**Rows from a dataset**
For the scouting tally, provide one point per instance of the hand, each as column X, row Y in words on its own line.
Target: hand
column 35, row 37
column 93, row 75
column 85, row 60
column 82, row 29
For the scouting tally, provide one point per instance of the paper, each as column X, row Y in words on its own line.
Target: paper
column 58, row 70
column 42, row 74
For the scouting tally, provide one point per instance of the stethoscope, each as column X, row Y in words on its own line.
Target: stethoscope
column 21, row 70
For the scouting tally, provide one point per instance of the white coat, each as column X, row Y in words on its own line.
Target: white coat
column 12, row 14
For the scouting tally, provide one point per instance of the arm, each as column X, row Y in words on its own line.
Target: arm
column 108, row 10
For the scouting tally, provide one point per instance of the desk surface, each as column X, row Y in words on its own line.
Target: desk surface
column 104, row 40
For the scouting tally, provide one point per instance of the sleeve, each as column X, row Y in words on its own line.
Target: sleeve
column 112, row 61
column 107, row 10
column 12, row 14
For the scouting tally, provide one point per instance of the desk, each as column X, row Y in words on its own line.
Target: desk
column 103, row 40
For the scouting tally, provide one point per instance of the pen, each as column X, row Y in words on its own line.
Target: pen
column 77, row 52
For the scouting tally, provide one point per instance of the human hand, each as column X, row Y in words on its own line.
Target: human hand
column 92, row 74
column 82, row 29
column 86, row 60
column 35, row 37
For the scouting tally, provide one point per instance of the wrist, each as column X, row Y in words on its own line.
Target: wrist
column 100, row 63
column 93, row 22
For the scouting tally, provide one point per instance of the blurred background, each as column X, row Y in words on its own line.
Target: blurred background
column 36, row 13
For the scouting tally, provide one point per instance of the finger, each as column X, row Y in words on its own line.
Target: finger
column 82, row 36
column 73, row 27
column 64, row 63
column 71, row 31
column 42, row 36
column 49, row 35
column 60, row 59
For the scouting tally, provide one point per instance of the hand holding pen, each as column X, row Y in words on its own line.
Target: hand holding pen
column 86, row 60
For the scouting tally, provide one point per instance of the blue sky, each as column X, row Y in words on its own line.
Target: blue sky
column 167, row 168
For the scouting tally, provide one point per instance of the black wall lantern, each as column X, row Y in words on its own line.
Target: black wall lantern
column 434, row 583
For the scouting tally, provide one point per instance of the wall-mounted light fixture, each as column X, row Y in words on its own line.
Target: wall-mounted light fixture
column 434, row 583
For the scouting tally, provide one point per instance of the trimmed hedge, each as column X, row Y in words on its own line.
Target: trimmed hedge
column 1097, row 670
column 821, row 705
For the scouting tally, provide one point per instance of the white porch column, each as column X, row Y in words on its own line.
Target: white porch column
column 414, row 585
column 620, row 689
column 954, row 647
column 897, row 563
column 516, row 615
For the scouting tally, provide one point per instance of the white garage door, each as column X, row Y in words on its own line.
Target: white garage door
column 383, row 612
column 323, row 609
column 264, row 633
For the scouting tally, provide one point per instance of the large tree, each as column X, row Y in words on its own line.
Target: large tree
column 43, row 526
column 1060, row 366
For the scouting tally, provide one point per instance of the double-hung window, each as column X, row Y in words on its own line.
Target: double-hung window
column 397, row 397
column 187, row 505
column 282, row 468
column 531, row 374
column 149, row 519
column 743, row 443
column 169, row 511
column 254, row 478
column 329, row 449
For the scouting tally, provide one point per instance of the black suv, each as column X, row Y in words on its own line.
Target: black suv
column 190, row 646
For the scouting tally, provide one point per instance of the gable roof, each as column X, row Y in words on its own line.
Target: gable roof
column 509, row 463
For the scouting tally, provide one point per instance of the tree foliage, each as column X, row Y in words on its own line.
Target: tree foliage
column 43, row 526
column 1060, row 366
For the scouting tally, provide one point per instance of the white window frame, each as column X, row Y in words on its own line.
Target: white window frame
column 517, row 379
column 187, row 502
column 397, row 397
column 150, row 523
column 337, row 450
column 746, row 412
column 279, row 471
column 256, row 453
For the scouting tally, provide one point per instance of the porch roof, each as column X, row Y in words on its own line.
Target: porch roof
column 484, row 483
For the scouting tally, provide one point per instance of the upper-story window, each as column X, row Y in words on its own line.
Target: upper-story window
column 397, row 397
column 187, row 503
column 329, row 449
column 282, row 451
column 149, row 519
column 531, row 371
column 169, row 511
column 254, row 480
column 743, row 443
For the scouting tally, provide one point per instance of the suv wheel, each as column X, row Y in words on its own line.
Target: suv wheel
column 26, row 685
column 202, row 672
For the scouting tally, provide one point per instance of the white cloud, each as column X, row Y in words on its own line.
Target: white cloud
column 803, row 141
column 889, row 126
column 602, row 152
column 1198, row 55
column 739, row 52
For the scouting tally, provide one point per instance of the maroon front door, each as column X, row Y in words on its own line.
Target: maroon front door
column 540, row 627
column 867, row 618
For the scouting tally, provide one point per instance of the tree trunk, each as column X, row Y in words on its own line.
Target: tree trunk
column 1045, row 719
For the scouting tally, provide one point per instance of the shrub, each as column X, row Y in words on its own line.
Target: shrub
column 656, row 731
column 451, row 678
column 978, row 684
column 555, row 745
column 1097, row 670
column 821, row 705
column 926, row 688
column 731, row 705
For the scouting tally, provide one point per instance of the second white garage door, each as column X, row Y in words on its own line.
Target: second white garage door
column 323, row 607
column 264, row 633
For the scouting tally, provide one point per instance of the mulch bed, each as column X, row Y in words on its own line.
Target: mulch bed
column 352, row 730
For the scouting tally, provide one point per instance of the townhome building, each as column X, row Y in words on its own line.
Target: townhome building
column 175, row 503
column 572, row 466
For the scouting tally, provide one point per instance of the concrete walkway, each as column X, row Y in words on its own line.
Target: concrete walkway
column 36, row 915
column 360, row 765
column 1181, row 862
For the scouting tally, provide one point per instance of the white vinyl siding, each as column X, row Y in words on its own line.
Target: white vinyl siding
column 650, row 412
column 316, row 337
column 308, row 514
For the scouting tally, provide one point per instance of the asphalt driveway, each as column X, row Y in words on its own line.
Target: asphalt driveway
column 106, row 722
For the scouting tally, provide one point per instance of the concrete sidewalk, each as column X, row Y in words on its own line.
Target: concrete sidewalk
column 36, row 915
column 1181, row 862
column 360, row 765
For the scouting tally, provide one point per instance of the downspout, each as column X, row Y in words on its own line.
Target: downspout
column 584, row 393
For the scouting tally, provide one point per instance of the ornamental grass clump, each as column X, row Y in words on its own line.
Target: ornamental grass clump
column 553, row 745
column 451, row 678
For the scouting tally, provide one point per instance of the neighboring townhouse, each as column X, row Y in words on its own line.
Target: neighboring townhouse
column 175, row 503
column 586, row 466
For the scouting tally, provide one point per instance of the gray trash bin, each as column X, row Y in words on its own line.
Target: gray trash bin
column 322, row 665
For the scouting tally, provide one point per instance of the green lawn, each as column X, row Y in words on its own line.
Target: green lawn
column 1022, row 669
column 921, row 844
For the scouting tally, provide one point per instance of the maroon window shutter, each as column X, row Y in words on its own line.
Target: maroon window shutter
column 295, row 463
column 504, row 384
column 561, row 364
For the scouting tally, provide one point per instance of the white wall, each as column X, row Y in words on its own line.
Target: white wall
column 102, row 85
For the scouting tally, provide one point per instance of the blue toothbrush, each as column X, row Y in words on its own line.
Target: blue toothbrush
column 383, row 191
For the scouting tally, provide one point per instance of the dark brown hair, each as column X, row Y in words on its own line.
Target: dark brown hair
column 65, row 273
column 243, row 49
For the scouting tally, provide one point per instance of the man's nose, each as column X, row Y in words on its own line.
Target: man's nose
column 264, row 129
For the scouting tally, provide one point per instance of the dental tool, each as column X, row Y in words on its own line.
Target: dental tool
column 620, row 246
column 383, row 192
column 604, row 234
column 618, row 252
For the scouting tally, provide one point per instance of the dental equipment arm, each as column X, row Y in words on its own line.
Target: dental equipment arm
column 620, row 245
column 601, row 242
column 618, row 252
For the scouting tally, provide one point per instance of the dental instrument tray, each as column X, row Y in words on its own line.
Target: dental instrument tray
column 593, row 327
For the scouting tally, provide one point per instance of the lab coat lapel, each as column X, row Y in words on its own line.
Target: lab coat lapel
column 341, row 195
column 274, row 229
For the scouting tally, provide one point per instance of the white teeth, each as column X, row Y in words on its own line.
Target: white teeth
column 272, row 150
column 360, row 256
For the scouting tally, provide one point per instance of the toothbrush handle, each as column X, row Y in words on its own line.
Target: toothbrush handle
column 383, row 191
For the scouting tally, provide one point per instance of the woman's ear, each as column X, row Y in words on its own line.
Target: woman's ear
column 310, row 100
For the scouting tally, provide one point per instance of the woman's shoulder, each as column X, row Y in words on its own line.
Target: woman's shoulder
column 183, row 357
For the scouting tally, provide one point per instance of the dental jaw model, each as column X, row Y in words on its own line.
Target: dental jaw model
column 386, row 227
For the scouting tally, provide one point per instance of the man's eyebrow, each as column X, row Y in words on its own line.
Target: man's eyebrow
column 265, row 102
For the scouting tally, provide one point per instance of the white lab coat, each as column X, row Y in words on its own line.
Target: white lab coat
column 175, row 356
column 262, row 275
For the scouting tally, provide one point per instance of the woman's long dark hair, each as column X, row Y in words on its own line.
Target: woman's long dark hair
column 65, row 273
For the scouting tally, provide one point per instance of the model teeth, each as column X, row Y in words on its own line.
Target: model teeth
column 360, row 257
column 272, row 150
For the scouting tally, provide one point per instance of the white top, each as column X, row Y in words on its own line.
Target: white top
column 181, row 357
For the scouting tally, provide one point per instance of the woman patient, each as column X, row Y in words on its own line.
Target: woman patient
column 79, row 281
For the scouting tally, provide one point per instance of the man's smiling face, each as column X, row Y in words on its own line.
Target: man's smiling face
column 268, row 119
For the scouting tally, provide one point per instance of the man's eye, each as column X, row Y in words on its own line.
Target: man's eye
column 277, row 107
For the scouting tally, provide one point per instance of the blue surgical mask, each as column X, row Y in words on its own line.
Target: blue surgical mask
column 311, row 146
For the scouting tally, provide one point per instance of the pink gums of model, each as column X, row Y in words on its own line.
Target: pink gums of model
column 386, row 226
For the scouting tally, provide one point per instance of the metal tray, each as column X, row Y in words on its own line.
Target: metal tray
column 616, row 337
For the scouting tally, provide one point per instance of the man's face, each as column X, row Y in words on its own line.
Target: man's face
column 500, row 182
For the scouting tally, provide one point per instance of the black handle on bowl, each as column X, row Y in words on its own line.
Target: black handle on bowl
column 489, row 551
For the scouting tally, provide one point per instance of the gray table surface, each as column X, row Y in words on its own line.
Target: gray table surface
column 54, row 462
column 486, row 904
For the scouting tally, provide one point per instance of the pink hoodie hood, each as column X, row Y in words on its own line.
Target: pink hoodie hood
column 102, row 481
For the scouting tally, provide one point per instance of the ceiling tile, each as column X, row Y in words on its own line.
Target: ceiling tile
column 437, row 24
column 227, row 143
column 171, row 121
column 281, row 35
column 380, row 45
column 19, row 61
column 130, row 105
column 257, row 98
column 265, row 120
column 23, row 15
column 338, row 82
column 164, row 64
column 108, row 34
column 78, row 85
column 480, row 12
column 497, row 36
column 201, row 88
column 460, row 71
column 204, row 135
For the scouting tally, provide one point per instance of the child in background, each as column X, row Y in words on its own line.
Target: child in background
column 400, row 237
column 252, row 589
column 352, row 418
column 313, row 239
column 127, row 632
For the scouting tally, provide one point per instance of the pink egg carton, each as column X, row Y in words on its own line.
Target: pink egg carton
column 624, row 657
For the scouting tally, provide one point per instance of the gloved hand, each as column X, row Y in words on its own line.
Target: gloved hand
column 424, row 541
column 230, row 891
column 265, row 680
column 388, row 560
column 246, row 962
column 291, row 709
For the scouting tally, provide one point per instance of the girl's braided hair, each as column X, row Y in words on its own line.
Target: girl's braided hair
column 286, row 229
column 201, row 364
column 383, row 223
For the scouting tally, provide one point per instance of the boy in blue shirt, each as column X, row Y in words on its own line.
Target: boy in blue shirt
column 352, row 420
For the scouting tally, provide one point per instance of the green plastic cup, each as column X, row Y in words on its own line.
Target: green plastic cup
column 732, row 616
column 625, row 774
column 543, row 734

**Given instruction**
Repeat only the stretch of lines that begins at the line containing "of the child" and ends at the last line above, both included.

**Problem solution**
For the scouting tally, provide one point per instance of the child in background, each as column X, row Y in words on its own line.
Target: child in background
column 400, row 237
column 252, row 589
column 352, row 418
column 313, row 239
column 127, row 632
For the scouting tally, provide one point per instance of the pink egg carton, each as column X, row Y in words on its own line.
Target: pink egg carton
column 624, row 657
For the scouting tally, provide one point per instance of the gloved hand, each as column X, row Y in words on its own line.
Target: gloved hand
column 424, row 541
column 230, row 891
column 265, row 680
column 388, row 560
column 246, row 962
column 291, row 709
For the scouting tally, provide one point per instance of the girl's braided hair, each as column X, row Y in words on its own line.
Target: girl's braided hair
column 286, row 229
column 201, row 364
column 383, row 223
For the scouting tally, provide one point per instance of the boy in blue shirt, each as column X, row Y in words on its own line.
Target: boy in blue shirt
column 352, row 420
For the scouting tally, provide one point per instance of the green plastic cup, each as column X, row Y in words on its own line.
Target: green plastic cup
column 732, row 616
column 625, row 774
column 543, row 734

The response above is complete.